PROMPT:
Tally the lines in the listing below that include "tree". Answer with the count and nothing more.

EXCERPTED DATA:
<<<<
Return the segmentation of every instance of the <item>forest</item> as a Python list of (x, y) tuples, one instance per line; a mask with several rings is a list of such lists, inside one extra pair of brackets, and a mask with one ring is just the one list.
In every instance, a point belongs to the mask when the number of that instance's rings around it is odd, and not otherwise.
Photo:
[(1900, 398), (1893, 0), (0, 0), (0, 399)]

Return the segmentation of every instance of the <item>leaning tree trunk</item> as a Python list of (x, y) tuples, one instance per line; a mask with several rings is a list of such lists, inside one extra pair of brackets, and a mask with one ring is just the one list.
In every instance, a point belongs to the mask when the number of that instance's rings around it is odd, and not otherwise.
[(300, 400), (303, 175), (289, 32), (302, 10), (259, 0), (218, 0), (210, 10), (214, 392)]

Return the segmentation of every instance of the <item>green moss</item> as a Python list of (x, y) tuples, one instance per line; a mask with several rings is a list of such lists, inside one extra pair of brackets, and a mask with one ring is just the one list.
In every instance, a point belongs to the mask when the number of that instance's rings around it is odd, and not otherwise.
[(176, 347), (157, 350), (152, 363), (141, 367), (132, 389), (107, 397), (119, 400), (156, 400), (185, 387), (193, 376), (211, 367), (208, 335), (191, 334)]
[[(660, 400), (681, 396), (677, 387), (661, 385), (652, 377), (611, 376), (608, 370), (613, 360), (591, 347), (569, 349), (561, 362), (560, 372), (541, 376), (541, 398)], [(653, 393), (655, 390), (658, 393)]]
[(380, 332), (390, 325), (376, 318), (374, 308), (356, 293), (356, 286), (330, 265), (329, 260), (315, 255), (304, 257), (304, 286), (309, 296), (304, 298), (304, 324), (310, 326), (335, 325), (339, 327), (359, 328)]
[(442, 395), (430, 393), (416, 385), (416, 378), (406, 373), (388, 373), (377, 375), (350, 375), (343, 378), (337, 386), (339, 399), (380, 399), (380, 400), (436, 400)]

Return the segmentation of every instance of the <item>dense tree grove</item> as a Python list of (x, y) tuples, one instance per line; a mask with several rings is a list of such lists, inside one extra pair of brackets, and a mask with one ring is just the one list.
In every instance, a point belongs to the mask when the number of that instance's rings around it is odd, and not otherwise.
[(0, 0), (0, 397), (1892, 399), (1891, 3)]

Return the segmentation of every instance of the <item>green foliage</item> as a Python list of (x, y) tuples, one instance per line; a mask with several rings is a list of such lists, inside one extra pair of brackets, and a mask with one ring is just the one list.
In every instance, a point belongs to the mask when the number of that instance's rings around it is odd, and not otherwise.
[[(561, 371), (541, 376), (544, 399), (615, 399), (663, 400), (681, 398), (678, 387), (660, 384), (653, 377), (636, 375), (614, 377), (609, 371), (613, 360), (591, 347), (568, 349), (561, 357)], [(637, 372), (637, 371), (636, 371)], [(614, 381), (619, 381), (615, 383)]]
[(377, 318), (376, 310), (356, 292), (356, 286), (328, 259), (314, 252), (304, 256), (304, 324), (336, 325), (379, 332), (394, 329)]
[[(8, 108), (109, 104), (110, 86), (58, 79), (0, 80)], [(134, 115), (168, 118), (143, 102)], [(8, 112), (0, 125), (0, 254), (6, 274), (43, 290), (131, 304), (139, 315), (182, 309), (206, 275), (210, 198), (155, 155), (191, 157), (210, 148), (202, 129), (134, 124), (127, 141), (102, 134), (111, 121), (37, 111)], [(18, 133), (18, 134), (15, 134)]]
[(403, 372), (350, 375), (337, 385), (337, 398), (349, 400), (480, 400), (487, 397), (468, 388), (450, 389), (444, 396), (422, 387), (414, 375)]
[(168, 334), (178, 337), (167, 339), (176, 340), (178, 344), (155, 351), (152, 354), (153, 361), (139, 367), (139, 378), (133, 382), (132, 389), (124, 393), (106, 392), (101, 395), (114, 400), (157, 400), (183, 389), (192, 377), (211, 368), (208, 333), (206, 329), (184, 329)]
>>>>
SOLUTION FOR THIS TASK:
2